Prompt. Without altering anything, repeat each of the records.

Records excerpted from a collection
--- --- ---
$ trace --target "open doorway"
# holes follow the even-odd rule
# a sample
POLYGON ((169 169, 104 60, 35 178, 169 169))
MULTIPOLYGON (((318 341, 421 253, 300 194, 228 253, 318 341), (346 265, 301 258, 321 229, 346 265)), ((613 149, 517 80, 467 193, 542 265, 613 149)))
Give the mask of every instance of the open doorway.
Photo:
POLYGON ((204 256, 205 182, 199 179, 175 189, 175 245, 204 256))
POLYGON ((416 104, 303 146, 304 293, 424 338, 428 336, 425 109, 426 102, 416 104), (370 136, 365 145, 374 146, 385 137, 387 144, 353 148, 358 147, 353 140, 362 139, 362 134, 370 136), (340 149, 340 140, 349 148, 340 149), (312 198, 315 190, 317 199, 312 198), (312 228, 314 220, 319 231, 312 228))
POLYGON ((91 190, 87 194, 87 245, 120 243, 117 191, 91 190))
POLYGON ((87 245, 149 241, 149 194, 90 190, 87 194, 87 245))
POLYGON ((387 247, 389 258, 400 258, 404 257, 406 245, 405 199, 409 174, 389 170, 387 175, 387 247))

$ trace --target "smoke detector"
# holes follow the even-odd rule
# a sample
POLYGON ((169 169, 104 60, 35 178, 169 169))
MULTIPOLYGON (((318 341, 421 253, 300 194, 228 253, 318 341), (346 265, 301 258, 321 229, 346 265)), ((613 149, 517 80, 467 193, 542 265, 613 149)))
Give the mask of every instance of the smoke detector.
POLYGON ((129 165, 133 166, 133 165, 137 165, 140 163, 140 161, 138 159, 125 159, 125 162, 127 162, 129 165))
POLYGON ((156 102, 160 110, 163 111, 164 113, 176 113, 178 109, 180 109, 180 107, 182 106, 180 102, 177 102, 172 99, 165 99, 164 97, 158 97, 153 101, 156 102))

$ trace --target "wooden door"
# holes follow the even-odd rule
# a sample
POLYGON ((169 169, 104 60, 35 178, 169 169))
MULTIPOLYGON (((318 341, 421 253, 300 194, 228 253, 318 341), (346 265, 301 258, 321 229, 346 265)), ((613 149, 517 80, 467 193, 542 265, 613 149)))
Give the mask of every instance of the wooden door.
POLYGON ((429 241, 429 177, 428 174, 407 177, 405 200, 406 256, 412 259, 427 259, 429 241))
--- --- ---
Answer space.
$ trace --target "open doorway"
# holes follow the even-odd rule
# a sample
POLYGON ((169 169, 104 60, 35 178, 169 169))
MULTIPOLYGON (((318 341, 421 253, 300 194, 228 253, 318 341), (346 265, 301 258, 321 229, 346 265)), ((613 149, 517 80, 467 193, 542 265, 613 149)))
Give the mask of every instance of the open doorway.
Photo:
POLYGON ((204 256, 205 182, 199 179, 175 189, 175 245, 204 256))
POLYGON ((416 104, 303 146, 304 293, 424 338, 428 336, 425 109, 426 102, 416 104), (370 136, 365 145, 374 146, 385 137, 387 144, 353 148, 358 147, 353 140, 362 139, 362 134, 370 136), (340 149, 340 140, 349 148, 340 149), (312 198, 315 190, 317 199, 312 198), (312 228, 314 220, 319 231, 312 228))
POLYGON ((91 190, 87 194, 87 245, 120 243, 117 191, 91 190))
POLYGON ((87 245, 149 241, 149 194, 90 190, 87 194, 87 245))
POLYGON ((387 247, 389 258, 400 258, 404 257, 406 245, 405 199, 409 174, 389 170, 387 175, 387 247))

$ trace --target "smoke detector"
# holes follow the even-odd rule
# a sample
POLYGON ((169 169, 104 60, 35 178, 169 169))
MULTIPOLYGON (((318 341, 421 253, 300 194, 228 253, 318 341), (346 265, 301 258, 321 229, 346 265)), ((613 149, 517 80, 467 193, 542 265, 613 149)))
Give the mask of every instance of the smoke detector.
POLYGON ((129 165, 133 166, 133 165, 137 165, 140 163, 140 161, 138 159, 125 159, 125 162, 127 162, 129 165))
POLYGON ((156 102, 160 110, 163 111, 164 113, 176 113, 178 109, 180 109, 180 107, 182 106, 180 102, 177 102, 172 99, 165 99, 164 97, 158 97, 153 101, 156 102))

$ trace --target "wooden door"
# holes follow the even-odd rule
# a sample
POLYGON ((169 169, 104 60, 35 178, 169 169))
MULTIPOLYGON (((318 341, 421 253, 300 194, 228 253, 318 341), (346 265, 301 258, 321 229, 346 265)), ((613 149, 517 80, 467 193, 542 265, 613 149)))
Give the mask of every instance of the wooden door.
POLYGON ((429 241, 429 177, 428 174, 407 177, 405 200, 406 256, 412 259, 427 259, 429 241))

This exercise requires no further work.